(Beginning of Text shown)

The father of two brothers accused of bombing the Boston Marathon has been hospitalised, preventing his departure for the United States, he said Sunday. Anzor Tsarnaev told Ria Novosti news agency he had left Makhachkala, capital of the Russian republic of Dagestan, for Moscow to catch a flight to the United States but had to be hospitalised due to a sudden rise in his blood pressure.
"I am in hospital but not in Moscow," Tsarnaev said, refusing to say where he was. "Due to the illness I've decided to put off for the moment my journey to the United States." Tsarnaev had told a press conference on Thursday that he wanted to go to the United States "to clear everything up" after one of their sons was killed and the other injured and captured following the bombing of the Boston Marathon that killed three and injured 264.
"I want to see my youngest son and bury my eldest," Tsarnaev said of Dzhokhar, 19, who has formally been charged with federal terror offences, and Tamerlan, 26, killed in a shootout after the April 15 bombings at the finishing line of the prestigious race. The parents of the two suspects have spoken to reporters in Dagestan, where they were when the marathon bombings took place.
Their mother Zubeidat, in a hugely emotional intervention, accused the US security services of needlessly killing her eldest son and tearfully expressed regret that the family ever moved to the United States. The parents have recently been living in Dagestan, an overwhelmingly Muslim region on the Caspian Sea where the family briefly stayed before leaving for the United States.
Anzor is an ethnic Chechen born in Kyrgyzstan while Zubeidat is an ethnic Avar who hails from Dagestan itself. The brothers spent most of their youth in Kyrgyzstan before the family moved to Dagestan and then the United States. The surviving bombing suspect, Dzhokhar, is being held at a federal prison medical centre where he was transferred early Friday after spending several days in the same hospital as some of his alleged victims in Boston.

(End of Text shown)
(Beginning of Dataset entries)

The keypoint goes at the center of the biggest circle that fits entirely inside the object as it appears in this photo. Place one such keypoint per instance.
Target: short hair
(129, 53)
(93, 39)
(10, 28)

(End of Dataset entries)

▸ **Complete the following**:
1 - According to the news report, what caused Anzor Tsarnaev to be hospitalized?
2 - Reproduce the news report's text between "The father of" and "his blood pressure.", inclusive.

▸ **Solutions to each task**:
1 - A sudden rise in his blood pressure.

2 -
The father of two brothers accused of bombing the Boston Marathon has been hospitalised, preventing his departure for the United States, he said Sunday. Anzor Tsarnaev told Ria Novosti news agency he had left Makhachkala, capital of the Russian republic of Dagestan, for Moscow to catch a flight to the United States but had to be hospitalised due to a sudden rise in his blood pressure.